# Written task 1:
Please list every organization named in the Vikings defense excerpt, including the league, the teams and the media outlet.

# Quoted passage:
In his first season with the Vikings, Flores has achieved a rare feat: concocting a new NFL scheme with almost no one noticing. Flores revealed in a recent ESPN interview that he incorporated a version of the defense popularized at the college level by Pittsburgh coach Pat Narduzzi, one that combines a six-man front with versions of zone coverage behind it.
NFL teams historically use man coverage behind loaded fronts, and no one ESPN reached out to could remember a defense that consistently did otherwise. The Vikings have capitalized on those unconventional foundations, added some of Flores’ exotic blitz theories and built one of the league’s most effective groups. Since the start of Week 4, when some rough early-season moments required significant fine-tuning, Flores’ defense has ranked as a top 5 defense, coinciding with the team winning six of their last nine games.

# Records supplied:
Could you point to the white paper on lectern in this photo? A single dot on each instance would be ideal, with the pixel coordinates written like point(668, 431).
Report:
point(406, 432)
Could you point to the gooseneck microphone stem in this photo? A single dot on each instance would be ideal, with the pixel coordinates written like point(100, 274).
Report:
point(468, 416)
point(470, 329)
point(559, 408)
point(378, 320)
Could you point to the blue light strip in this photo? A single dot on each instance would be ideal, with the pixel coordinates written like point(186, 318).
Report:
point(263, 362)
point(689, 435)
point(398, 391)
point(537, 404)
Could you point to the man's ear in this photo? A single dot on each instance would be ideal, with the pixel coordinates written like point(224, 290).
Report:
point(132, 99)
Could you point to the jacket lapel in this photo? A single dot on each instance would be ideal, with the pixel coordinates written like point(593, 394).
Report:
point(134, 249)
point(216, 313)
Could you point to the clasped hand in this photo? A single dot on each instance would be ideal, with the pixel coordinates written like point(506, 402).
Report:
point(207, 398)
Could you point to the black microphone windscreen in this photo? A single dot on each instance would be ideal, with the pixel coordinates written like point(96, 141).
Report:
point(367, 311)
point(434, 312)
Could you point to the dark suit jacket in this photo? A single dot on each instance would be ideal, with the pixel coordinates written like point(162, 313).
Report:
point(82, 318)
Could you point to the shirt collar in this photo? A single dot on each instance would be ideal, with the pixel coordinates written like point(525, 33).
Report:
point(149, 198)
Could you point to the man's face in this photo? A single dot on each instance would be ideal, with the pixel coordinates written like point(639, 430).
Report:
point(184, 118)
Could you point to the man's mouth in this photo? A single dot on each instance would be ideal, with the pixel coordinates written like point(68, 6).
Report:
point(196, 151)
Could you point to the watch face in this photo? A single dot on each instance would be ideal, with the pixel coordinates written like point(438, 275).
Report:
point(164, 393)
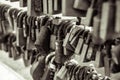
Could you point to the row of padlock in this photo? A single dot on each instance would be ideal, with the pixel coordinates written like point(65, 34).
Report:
point(35, 37)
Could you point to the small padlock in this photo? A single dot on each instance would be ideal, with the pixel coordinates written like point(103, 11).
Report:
point(81, 4)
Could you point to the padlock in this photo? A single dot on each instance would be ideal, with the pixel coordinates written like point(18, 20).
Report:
point(50, 7)
point(96, 25)
point(117, 28)
point(9, 17)
point(85, 48)
point(45, 6)
point(49, 71)
point(35, 7)
point(107, 56)
point(23, 3)
point(75, 39)
point(81, 4)
point(20, 36)
point(80, 44)
point(13, 0)
point(99, 57)
point(68, 10)
point(90, 13)
point(16, 53)
point(33, 34)
point(43, 40)
point(107, 20)
point(37, 68)
point(57, 6)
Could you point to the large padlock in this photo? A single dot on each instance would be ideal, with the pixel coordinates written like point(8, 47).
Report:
point(90, 13)
point(20, 36)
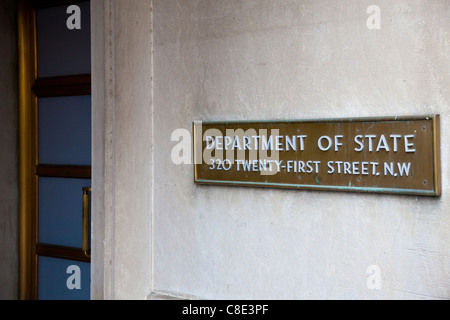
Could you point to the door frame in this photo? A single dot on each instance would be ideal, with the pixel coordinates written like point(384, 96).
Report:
point(30, 89)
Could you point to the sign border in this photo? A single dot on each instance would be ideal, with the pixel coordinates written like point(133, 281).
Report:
point(435, 120)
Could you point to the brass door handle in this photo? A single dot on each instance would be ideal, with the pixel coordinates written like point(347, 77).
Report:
point(85, 223)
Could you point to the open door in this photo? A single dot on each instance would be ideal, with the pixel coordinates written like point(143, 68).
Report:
point(55, 147)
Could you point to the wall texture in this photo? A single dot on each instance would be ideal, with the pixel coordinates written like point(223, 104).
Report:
point(292, 59)
point(9, 160)
point(122, 154)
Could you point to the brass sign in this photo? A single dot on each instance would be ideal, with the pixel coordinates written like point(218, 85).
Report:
point(387, 155)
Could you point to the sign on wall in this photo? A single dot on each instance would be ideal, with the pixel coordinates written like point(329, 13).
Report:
point(387, 155)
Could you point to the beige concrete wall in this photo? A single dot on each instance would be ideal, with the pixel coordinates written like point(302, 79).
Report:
point(266, 60)
point(9, 157)
point(122, 149)
point(156, 232)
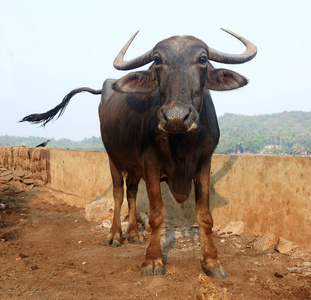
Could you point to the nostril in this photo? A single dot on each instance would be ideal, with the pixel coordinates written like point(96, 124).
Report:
point(187, 115)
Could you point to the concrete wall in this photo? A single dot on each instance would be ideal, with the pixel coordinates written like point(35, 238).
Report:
point(267, 193)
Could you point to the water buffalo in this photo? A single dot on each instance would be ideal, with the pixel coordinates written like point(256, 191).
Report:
point(160, 125)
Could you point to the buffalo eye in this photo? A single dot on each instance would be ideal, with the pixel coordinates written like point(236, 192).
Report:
point(157, 60)
point(202, 60)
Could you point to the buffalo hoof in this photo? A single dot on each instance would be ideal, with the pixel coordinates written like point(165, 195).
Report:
point(112, 243)
point(152, 267)
point(215, 270)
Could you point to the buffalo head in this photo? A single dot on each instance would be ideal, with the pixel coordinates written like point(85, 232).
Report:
point(181, 71)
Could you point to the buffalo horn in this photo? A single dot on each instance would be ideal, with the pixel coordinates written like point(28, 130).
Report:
point(137, 62)
point(250, 53)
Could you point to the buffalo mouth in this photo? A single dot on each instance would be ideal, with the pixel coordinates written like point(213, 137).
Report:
point(177, 119)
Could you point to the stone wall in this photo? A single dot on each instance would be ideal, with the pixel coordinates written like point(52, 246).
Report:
point(267, 193)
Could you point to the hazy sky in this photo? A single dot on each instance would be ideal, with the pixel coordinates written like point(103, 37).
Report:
point(48, 48)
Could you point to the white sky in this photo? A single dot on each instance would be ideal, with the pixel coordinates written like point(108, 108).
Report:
point(48, 48)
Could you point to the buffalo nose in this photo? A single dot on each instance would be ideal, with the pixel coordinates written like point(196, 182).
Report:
point(176, 114)
point(177, 119)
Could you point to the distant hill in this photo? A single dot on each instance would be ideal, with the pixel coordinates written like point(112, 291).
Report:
point(282, 133)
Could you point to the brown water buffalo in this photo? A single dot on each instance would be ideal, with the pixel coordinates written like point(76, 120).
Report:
point(160, 125)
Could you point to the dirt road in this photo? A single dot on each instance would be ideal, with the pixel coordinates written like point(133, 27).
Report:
point(49, 251)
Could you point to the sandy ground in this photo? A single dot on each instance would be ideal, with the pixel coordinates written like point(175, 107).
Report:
point(49, 251)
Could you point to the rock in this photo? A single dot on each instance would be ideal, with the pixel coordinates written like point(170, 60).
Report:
point(6, 178)
point(209, 291)
point(28, 181)
point(246, 238)
point(5, 173)
point(284, 246)
point(233, 228)
point(265, 242)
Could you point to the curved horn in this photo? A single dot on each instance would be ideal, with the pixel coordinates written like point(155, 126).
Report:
point(142, 60)
point(250, 53)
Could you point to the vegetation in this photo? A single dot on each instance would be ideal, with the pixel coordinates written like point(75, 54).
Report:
point(287, 133)
point(281, 133)
point(92, 143)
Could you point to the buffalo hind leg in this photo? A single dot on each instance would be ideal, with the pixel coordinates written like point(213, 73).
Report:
point(153, 260)
point(209, 258)
point(135, 236)
point(114, 237)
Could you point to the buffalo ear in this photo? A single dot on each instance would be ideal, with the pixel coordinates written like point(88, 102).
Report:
point(137, 82)
point(224, 80)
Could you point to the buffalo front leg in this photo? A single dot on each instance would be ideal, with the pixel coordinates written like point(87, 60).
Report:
point(135, 236)
point(209, 258)
point(153, 260)
point(114, 237)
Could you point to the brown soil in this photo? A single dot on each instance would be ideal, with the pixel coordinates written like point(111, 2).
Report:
point(49, 251)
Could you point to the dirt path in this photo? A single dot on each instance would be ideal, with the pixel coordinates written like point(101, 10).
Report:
point(49, 251)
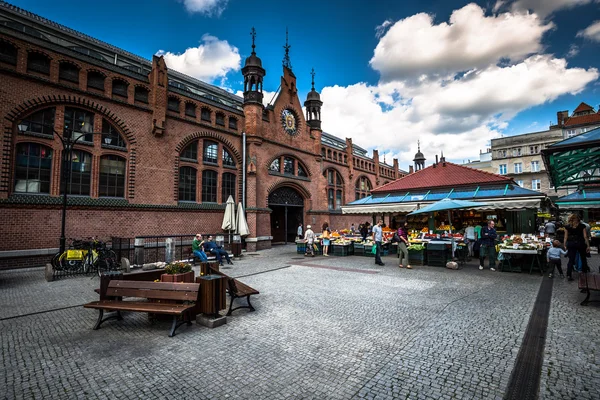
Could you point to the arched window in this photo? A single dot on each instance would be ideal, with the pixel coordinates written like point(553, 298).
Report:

# Written task 2:
Arrange the records as a numbered list, from the start of the records up to and including the line with "point(537, 404)". Leave out blank lines.

# Full response 1:
- NFL
- Vikings
- ESPN
- Pittsburgh

# Full response 2:
1. Could you point to the white paper on lectern in this photo? A single dot on each instance would be ideal, with the pixel coordinates written like point(668, 431).
2. Report:
3. point(406, 432)
4. Could you point to the gooseneck microphone stem in this photo? A single dot on each instance would be ideal, with the pixel coordinates written like point(100, 274).
5. Report:
6. point(468, 416)
7. point(470, 329)
8. point(559, 408)
9. point(378, 320)
10. Could you point to the blue light strip in this photo? A single dot on each instance would be ideal, with the pixel coordinates written like point(186, 318).
11. Report:
12. point(263, 362)
13. point(689, 435)
14. point(398, 391)
15. point(537, 404)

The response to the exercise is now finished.